--- WHAT YOU WILL DO ---
(a) Reproduce the poultry feed-additive article word for word, from "In the research, spearheaded" up to and including "probiotic Bacillus subtilis.".
(b) Resume the article on probiotic feed additives for broiler chickens, picking up after its final sentence.

Probiotic feed additive boosts growth, health in poultry in place of antibiotics

Antimicrobial resistance is an increasingly serious threat for public health, and the use of antimicrobials in livestock feed has been a major contributing factor in the emergence and spread of antimicrobial resistance to many drugs, according to the U.S. National Institutes of Health. The poultry industry is evolving toward antibiotic-free production to meet market demands and decelerate the spread, and Penn State researchers are helping to identify and better understand alternative approaches.

The growing need for antibiotic-free products has challenged producers to decrease or completely stop using antimicrobials as feed supplements in the diet of broiler chickens to improve feed efficiency, growth rate and intestinal health. Led by Erika Ganda, assistant professor of food animal microbiomes, a Penn State research team conducted a study of natural feed additives that are promising alternatives to substitute for antimicrobial growth promoters.

In findings available online now that will be published in the May issue of Poultry Science, the researchers characterized the effects of a probiotic and a blend of essential oils on broilers’ growth and gut health. The team found that supplementing the diet of young chicks with a probiotic over 21 days significantly boosted the abundance of beneficial intestinal microorganisms.

Overall, according to Ganda, research like the work her team conducted is urgently needed to help producers make decisions at the farm. However, she added, the use of these feed additives in broiler production is still in its early stages, and more studies to evaluate the health outcomes, mechanisms and consequences for antimicrobial resistance prevalence will be necessary to better understand the role of feeding antimicrobial growth promoters alternatives on the gastrointestinal tract of broilers.

“Because the elimination of antimicrobial growth promoters use is associated with increases in disease and a decrease in growth performance in chicks, antibiotic-free alternative approaches to enhance intestinal health and improve growth performance are of great interest to the poultry industry,” she said. “The claim that a product is ‘natural’ does not make it necessarily more beneficial than antibiotics, so we conducted this experiment to answer this question.”

In the research, spearheaded by Ana Fonseca, graduate assistant in Ganda’s research group in the College of Agricultural Sciences, a total of 320 one-day-old chicks were raised for 21 days in 32 randomly allocated cages. Treatments consisted of four experimental diets: a standard diet; and a standard diet mixed with the antibiotic bacitracin methylene disalicylate, or an essential oils blend of oregano oil, rosemary and red pepper, or the probiotic Bacillus subtilis.

Probiotics are live microorganisms that, when administered in adequate amounts, confer a health benefit on the host by supporting a more diverse population of beneficial bacteria in the digestive tract. Essential oils are plant-derived extracts that possess various antioxidant, immune-modulating, antimicrobial properties and the ability to change the “microbiome” — in this case, the community of microorganisms living in the chicks’ intestines.

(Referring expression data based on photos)
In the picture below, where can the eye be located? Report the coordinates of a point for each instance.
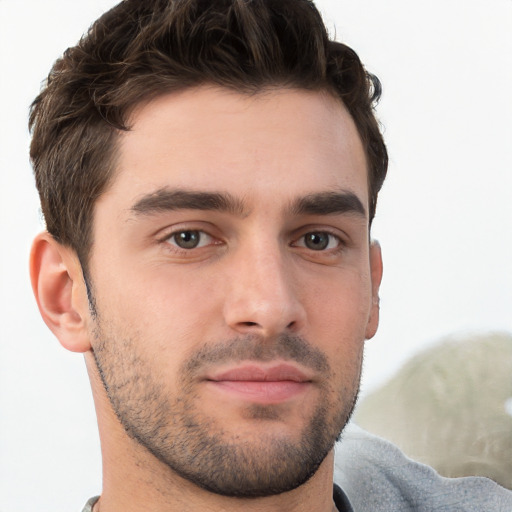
(319, 241)
(189, 239)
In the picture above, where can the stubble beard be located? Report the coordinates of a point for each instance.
(171, 426)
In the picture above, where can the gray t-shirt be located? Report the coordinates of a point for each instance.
(377, 477)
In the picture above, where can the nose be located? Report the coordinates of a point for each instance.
(262, 294)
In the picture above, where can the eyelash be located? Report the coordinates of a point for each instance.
(170, 237)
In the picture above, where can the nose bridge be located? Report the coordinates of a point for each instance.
(262, 296)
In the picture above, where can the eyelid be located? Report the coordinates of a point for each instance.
(340, 242)
(314, 228)
(165, 235)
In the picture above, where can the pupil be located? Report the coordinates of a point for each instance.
(187, 239)
(317, 241)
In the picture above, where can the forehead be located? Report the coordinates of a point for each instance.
(277, 144)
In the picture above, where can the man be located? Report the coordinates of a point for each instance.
(208, 172)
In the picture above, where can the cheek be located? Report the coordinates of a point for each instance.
(340, 307)
(167, 311)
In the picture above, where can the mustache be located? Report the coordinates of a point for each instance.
(255, 348)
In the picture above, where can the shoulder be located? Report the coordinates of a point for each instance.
(377, 476)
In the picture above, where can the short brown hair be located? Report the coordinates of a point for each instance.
(142, 49)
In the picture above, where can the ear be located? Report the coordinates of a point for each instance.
(376, 277)
(60, 292)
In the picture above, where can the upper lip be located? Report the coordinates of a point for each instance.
(259, 373)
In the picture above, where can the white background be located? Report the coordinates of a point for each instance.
(444, 218)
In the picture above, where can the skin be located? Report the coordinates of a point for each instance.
(260, 275)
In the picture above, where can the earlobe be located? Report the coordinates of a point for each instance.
(59, 290)
(376, 269)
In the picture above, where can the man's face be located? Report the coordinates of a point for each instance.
(232, 281)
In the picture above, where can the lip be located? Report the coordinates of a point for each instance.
(260, 384)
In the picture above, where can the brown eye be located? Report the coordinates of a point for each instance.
(187, 239)
(318, 241)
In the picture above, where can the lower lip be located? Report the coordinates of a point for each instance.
(262, 391)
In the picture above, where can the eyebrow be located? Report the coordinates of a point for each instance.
(329, 203)
(165, 199)
(321, 203)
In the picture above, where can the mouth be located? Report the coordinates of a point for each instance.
(259, 384)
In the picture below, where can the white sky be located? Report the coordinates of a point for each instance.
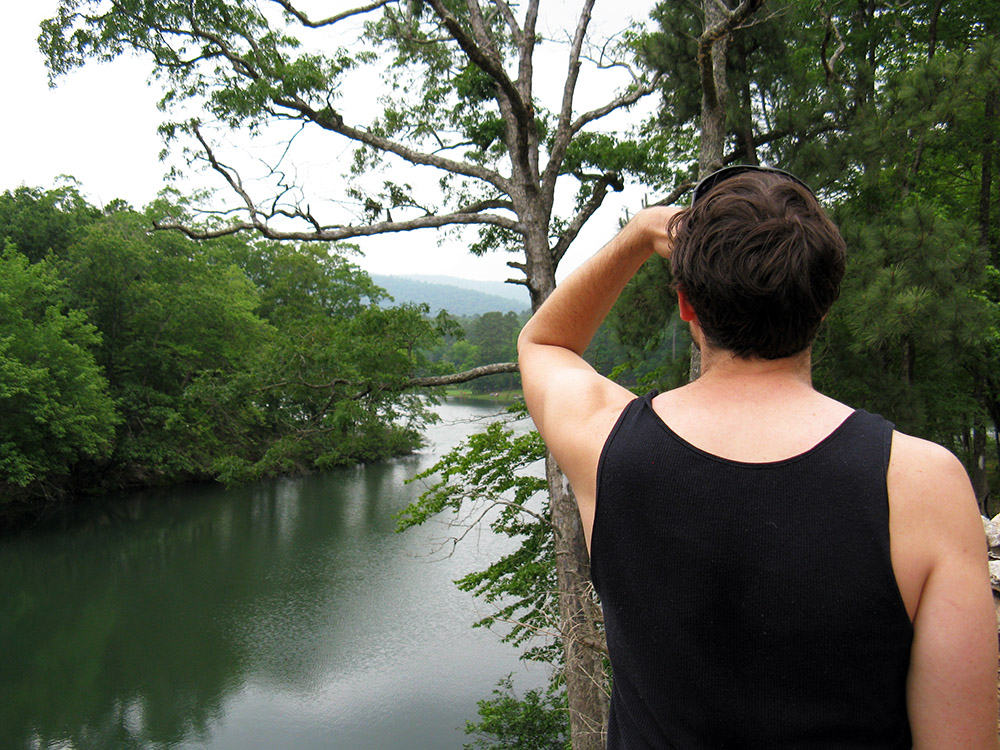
(99, 125)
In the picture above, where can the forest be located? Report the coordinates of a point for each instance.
(133, 358)
(890, 111)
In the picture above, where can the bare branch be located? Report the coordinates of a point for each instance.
(462, 377)
(731, 20)
(564, 137)
(330, 120)
(481, 57)
(612, 180)
(564, 128)
(511, 21)
(828, 65)
(675, 194)
(332, 234)
(304, 20)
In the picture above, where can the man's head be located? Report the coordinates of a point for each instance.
(759, 262)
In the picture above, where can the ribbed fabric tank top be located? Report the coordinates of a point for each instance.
(749, 605)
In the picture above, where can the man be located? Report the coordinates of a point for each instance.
(776, 569)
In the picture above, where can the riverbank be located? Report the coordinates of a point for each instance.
(508, 396)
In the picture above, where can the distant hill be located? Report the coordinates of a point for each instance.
(457, 296)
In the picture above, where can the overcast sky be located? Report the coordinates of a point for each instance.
(99, 125)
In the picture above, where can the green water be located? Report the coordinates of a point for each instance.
(287, 614)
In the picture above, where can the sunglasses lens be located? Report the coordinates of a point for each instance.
(721, 175)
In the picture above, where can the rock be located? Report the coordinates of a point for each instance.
(995, 574)
(992, 529)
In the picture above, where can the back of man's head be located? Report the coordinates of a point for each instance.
(760, 263)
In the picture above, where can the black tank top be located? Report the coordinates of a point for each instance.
(749, 605)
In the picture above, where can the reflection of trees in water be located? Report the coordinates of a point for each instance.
(155, 600)
(136, 625)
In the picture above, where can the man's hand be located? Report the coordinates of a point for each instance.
(652, 225)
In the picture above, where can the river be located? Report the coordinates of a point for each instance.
(287, 615)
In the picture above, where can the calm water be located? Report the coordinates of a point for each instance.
(283, 615)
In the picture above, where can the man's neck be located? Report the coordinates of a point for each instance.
(721, 368)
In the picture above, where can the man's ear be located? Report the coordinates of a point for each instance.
(687, 312)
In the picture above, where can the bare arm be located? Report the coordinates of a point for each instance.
(940, 558)
(572, 405)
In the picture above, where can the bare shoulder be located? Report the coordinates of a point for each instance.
(932, 506)
(927, 480)
(939, 558)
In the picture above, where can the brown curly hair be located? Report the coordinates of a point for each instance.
(760, 262)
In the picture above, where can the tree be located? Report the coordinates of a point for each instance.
(54, 402)
(459, 102)
(889, 113)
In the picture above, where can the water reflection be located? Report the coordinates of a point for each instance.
(287, 614)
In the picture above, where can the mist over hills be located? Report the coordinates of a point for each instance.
(457, 296)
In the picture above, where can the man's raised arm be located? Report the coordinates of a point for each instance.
(573, 407)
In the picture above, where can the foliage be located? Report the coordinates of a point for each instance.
(55, 405)
(538, 721)
(136, 358)
(890, 113)
(486, 477)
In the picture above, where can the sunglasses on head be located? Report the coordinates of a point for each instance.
(721, 175)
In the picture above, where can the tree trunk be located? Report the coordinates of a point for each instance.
(586, 678)
(713, 119)
(977, 472)
(587, 691)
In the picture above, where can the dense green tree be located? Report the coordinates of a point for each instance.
(54, 403)
(44, 222)
(889, 112)
(458, 101)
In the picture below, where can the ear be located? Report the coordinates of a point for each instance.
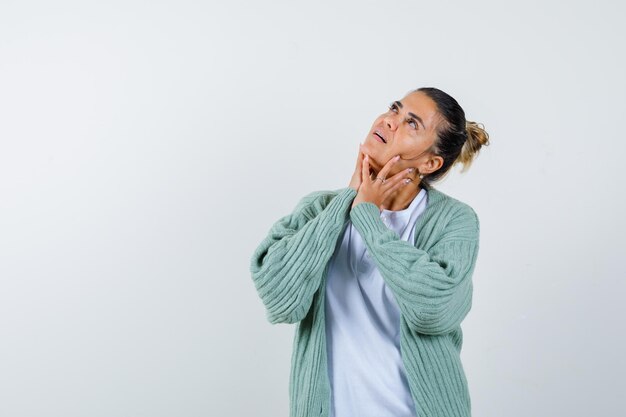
(432, 165)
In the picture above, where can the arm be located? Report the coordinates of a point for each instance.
(433, 289)
(288, 265)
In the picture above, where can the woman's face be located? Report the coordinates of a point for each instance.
(408, 128)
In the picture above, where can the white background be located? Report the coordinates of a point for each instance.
(147, 147)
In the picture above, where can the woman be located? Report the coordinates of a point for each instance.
(378, 275)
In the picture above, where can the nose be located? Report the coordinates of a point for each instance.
(391, 123)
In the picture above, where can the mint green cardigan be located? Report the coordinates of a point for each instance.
(430, 279)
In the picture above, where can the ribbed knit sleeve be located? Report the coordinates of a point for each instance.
(433, 289)
(288, 265)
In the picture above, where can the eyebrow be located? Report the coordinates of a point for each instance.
(412, 114)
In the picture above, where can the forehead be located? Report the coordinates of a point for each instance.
(423, 106)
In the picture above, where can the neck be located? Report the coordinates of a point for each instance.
(403, 198)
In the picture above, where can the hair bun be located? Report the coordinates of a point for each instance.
(477, 137)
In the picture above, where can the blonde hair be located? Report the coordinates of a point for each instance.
(477, 137)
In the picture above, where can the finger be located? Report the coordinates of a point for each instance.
(365, 169)
(400, 179)
(385, 171)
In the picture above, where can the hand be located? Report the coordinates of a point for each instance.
(373, 190)
(355, 182)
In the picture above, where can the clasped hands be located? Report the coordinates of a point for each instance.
(378, 190)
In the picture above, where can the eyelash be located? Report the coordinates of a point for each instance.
(393, 106)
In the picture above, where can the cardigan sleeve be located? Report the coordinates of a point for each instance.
(433, 288)
(288, 265)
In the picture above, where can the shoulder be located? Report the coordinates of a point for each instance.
(322, 197)
(452, 209)
(314, 202)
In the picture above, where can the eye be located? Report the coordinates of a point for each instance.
(393, 107)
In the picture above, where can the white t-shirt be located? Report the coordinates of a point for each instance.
(365, 367)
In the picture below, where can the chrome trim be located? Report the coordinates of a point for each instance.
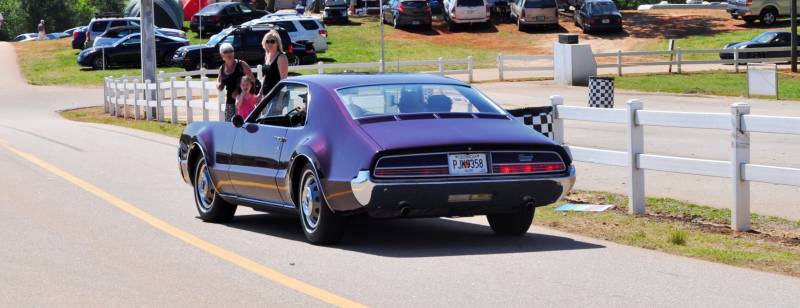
(363, 187)
(490, 167)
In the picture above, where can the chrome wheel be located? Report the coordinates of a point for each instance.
(311, 202)
(204, 189)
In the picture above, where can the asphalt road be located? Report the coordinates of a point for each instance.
(96, 215)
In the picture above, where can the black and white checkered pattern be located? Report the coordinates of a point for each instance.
(601, 92)
(538, 118)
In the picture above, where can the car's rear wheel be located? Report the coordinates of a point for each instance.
(209, 204)
(98, 63)
(516, 223)
(321, 226)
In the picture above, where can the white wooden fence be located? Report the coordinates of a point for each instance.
(739, 122)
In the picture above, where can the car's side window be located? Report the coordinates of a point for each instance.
(286, 106)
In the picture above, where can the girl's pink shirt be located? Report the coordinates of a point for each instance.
(247, 105)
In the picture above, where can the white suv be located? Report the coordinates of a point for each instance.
(300, 28)
(458, 12)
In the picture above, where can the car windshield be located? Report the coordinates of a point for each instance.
(765, 37)
(604, 8)
(398, 99)
(540, 4)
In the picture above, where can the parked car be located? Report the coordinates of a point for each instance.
(114, 34)
(335, 11)
(466, 12)
(534, 12)
(98, 26)
(325, 147)
(221, 15)
(407, 13)
(775, 38)
(79, 38)
(598, 15)
(127, 52)
(299, 27)
(247, 43)
(766, 11)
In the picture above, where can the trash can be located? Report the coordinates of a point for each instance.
(601, 92)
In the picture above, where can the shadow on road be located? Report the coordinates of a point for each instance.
(414, 238)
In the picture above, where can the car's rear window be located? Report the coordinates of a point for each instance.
(398, 99)
(99, 26)
(540, 4)
(309, 24)
(470, 3)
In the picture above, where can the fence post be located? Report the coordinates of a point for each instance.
(205, 98)
(500, 66)
(469, 69)
(147, 97)
(135, 99)
(558, 123)
(740, 155)
(635, 147)
(125, 98)
(159, 97)
(221, 103)
(172, 93)
(189, 111)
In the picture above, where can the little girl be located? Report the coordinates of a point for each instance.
(245, 102)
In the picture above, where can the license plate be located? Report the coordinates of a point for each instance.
(467, 164)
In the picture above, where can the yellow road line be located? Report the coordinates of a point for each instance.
(220, 252)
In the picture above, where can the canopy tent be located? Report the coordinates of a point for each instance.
(191, 7)
(168, 13)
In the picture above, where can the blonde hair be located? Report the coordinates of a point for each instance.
(274, 35)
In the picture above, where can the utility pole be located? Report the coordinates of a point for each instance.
(383, 60)
(793, 52)
(148, 45)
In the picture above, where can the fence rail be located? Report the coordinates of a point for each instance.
(739, 169)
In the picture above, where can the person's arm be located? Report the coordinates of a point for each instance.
(283, 66)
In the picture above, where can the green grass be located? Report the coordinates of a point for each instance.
(681, 228)
(54, 62)
(96, 115)
(711, 83)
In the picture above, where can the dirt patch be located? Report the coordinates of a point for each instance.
(641, 28)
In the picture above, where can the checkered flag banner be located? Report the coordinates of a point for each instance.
(601, 92)
(538, 118)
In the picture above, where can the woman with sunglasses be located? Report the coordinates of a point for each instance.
(230, 78)
(276, 66)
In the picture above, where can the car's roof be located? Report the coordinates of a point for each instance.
(334, 81)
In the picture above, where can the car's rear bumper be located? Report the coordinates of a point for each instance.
(457, 197)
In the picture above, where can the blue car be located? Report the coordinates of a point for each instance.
(127, 52)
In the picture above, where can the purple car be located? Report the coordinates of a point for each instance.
(325, 147)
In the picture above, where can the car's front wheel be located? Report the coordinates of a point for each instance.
(321, 226)
(209, 204)
(516, 223)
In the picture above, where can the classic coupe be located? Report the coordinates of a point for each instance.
(325, 147)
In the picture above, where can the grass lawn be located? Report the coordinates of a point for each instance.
(711, 83)
(54, 62)
(670, 226)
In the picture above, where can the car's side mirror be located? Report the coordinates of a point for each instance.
(237, 121)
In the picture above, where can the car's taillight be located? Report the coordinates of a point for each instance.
(528, 168)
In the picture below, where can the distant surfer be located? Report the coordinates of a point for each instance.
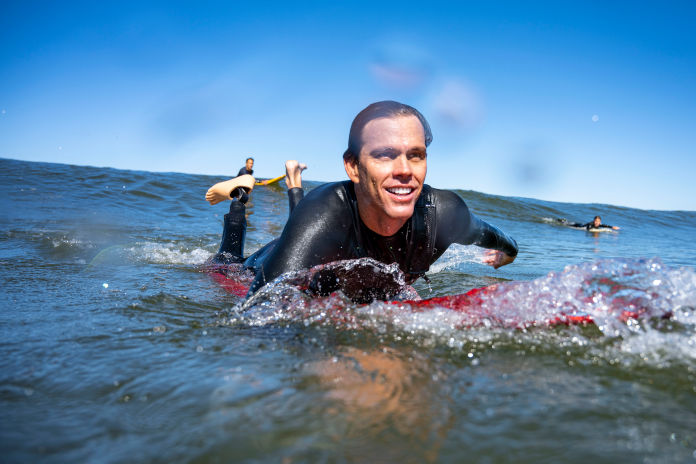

--- WRITTEN ANSWERS ---
(a)
In the research, spearheaded by Ana Fonseca, graduate assistant in Ganda’s research group in the College of Agricultural Sciences, a total of 320 one-day-old chicks were raised for 21 days in 32 randomly allocated cages. Treatments consisted of four experimental diets: a standard diet; and a standard diet mixed with the antibiotic bacitracin methylene disalicylate, or an essential oils blend of oregano oil, rosemary and red pepper, or the probiotic Bacillus subtilis.

(b)
The researchers individually weighed all broiler chickens on day one and then at the end of each dietary phase on day 10 and day 21. The feed consumed per pen was monitored at the end of each growth phase. The team also calculated the daily body weight gain average, feed intake and feed conversion ratio of feed consumed divided by weight gain at three periods: the starter phase of one to 10 days, the grower phase of 11 to 21days and the total period of one to 21 days.

The team collected excreta samples daily during the entire experimental period and analyzed DNA to identify bacteria present. Across all time points, supplementing chicken diets with the probiotic or the antibiotic significantly changed the relative abundance of bacterial strains compared to the standard diet, Fonseca noted. However, there were no microorganisms affected by essential oils compared to the standard diet.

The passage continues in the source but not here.